**Direction:**
Find each line in the entries below that contains the word "locate", and copy those lines out in full.

**Data for the task:**
□ □ □ □ □ □ □

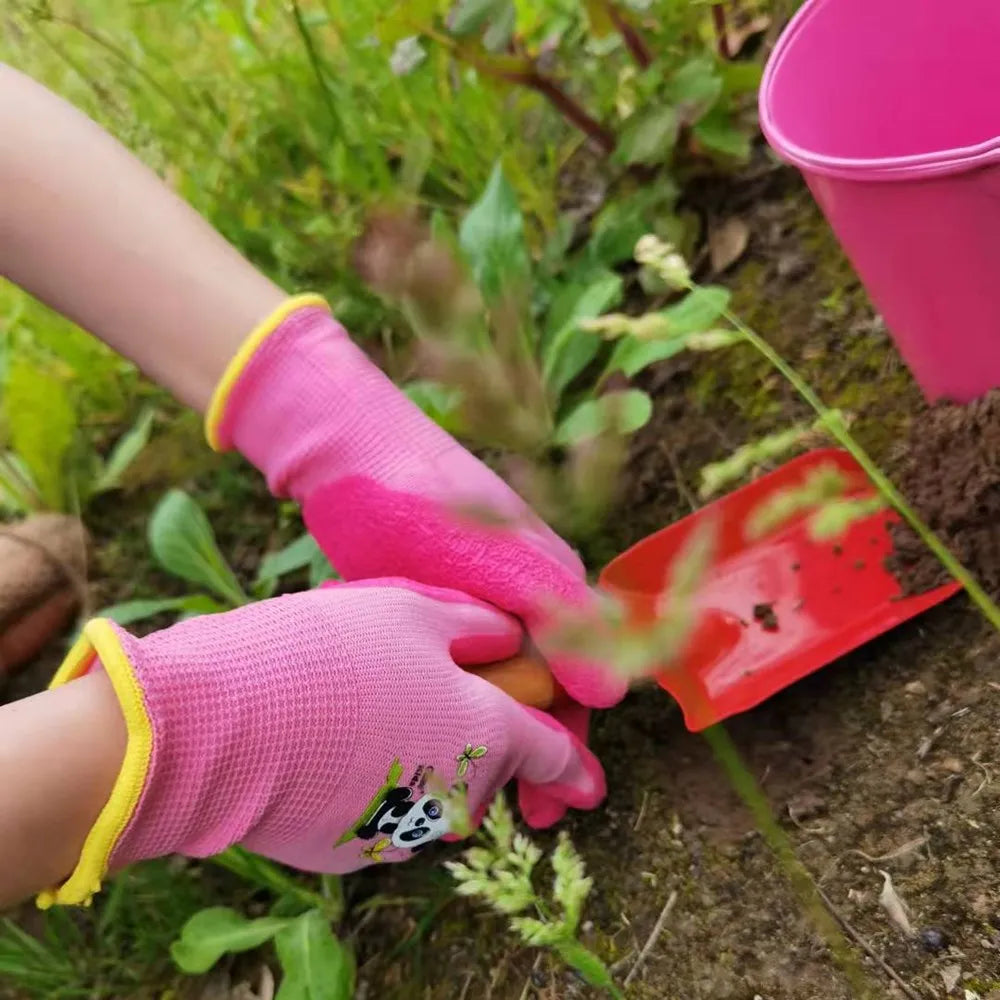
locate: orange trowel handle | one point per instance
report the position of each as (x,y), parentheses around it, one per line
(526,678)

□ □ □ □ □ □ □

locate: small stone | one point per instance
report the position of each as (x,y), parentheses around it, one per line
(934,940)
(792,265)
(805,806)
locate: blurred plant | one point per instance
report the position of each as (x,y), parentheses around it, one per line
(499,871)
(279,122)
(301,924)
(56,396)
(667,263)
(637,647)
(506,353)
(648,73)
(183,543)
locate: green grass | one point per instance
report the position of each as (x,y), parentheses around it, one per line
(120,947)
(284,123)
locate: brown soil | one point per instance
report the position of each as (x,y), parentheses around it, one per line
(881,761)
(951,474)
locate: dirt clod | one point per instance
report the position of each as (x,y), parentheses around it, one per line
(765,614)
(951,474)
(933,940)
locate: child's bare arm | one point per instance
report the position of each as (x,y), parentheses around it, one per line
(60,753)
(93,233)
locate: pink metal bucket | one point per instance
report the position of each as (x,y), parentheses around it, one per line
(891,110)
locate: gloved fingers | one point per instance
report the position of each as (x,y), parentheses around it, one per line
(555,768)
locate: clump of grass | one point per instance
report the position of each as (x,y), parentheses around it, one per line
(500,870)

□ □ □ □ □ □ □

**Solution to the exercise:**
locate: orange trowel handle | one point per instance
locate: small stone | one point per instance
locate: blurred plant | one point per instance
locate: green grass | one point per instance
locate: brown soil | one point per instance
locate: dirt clod | one point per instance
locate: child's bare arm | one point per instance
locate: pink metal bucket | one point per instance
locate: gloved fingers | one point per instance
locate: clump of grass | one point per instance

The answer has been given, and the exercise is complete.